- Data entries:
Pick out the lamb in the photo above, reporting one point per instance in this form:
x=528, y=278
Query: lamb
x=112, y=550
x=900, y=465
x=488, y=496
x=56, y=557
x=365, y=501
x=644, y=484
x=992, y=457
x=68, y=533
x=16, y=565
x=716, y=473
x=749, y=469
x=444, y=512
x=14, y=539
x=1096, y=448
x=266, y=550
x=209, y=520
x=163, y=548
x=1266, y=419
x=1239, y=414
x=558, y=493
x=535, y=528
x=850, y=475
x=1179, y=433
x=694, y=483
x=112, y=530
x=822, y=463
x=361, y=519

- Exercise requirements:
Write out the entries above again, substituting "sheep" for each occurrence of "lamb" and keeping everything else the same.

- Finished task:
Pick out the sheep in the photo above, reporting one point per instance in this form:
x=528, y=278
Query: sheep
x=112, y=550
x=900, y=465
x=488, y=496
x=56, y=557
x=365, y=501
x=644, y=484
x=992, y=457
x=68, y=533
x=16, y=565
x=716, y=473
x=749, y=469
x=444, y=512
x=14, y=539
x=1096, y=448
x=266, y=550
x=209, y=520
x=163, y=548
x=1266, y=419
x=1239, y=414
x=558, y=493
x=535, y=528
x=850, y=475
x=1179, y=433
x=694, y=483
x=112, y=530
x=822, y=463
x=361, y=519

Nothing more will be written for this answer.